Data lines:
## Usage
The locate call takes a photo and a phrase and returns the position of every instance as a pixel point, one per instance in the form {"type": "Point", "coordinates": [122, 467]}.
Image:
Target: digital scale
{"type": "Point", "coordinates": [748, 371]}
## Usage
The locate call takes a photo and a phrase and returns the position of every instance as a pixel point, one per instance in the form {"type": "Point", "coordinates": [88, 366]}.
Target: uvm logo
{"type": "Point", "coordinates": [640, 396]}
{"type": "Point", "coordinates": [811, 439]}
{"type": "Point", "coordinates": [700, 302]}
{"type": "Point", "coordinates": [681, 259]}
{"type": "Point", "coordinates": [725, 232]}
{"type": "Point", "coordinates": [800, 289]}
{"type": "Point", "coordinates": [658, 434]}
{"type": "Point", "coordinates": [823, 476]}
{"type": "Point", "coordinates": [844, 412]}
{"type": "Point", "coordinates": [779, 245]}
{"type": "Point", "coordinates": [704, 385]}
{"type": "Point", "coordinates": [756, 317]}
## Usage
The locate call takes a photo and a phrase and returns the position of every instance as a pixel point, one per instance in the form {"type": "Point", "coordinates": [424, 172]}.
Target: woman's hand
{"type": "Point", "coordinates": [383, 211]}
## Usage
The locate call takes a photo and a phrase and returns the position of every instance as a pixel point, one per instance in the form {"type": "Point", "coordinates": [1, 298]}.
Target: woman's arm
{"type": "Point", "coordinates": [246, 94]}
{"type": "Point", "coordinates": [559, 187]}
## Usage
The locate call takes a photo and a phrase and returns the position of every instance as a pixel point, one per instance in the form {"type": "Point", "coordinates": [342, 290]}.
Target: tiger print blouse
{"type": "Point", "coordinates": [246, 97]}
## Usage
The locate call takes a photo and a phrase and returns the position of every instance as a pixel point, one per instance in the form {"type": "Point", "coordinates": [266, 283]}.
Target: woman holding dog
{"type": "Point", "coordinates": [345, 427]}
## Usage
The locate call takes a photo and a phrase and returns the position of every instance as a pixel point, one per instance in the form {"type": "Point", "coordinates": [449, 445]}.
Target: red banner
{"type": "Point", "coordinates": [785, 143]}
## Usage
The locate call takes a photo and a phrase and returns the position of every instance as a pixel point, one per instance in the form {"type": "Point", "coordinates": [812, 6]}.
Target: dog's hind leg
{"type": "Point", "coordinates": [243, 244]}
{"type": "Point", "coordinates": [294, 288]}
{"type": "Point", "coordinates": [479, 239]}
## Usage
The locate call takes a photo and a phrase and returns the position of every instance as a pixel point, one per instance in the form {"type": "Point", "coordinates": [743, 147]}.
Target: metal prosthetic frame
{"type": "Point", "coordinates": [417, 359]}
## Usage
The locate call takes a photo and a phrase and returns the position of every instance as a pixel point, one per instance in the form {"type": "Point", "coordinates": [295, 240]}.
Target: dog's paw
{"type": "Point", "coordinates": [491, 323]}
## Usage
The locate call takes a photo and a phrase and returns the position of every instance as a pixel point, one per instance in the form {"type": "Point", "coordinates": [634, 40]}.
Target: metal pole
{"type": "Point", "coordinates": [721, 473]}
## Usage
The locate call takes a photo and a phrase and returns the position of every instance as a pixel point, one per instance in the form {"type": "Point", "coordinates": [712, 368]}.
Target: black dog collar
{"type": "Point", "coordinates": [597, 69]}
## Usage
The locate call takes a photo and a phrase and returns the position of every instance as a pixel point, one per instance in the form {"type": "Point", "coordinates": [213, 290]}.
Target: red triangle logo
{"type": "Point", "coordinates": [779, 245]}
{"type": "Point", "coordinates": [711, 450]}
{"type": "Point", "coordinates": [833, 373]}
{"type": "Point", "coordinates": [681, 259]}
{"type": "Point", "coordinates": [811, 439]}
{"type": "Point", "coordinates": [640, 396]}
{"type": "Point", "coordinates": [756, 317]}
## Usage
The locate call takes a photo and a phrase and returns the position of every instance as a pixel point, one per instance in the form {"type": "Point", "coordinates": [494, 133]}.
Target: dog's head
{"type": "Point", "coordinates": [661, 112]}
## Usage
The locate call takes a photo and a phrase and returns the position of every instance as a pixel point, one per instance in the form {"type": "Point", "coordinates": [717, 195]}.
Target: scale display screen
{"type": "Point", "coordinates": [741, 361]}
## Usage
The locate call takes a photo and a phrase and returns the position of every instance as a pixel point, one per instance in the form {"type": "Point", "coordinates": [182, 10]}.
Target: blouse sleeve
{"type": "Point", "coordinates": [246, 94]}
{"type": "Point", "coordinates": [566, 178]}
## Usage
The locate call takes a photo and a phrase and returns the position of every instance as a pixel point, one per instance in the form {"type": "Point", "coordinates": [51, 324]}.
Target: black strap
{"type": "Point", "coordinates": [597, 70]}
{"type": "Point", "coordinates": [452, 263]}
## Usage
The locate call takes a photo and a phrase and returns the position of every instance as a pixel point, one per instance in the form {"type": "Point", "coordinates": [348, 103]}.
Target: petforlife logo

AIM OF THE EXERCISE: Please find every line in the records that contains the word "scale" and copy each of those lines.

FINAL ANSWER:
Target: digital scale
Target: scale display screen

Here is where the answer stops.